Entries taken from a collection:
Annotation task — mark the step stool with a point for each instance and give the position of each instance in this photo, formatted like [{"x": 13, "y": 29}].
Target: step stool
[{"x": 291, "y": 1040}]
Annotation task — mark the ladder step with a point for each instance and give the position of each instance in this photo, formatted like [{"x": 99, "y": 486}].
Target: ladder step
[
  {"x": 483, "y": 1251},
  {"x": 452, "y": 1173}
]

- [Stated exercise]:
Substitute "in this image" for every "in this photo" in the items above, and write them out again with nothing else altered.

- [Result]:
Annotation task — mark the step stool with a point for each instance and give the position of each instance in this image, formatted like [{"x": 13, "y": 29}].
Target: step stool
[{"x": 291, "y": 1040}]
Annotation task — mark the ladder step with a point for each instance and give the position of each instance in this image, formatted like [{"x": 99, "y": 486}].
Target: ladder step
[
  {"x": 483, "y": 1251},
  {"x": 452, "y": 1173}
]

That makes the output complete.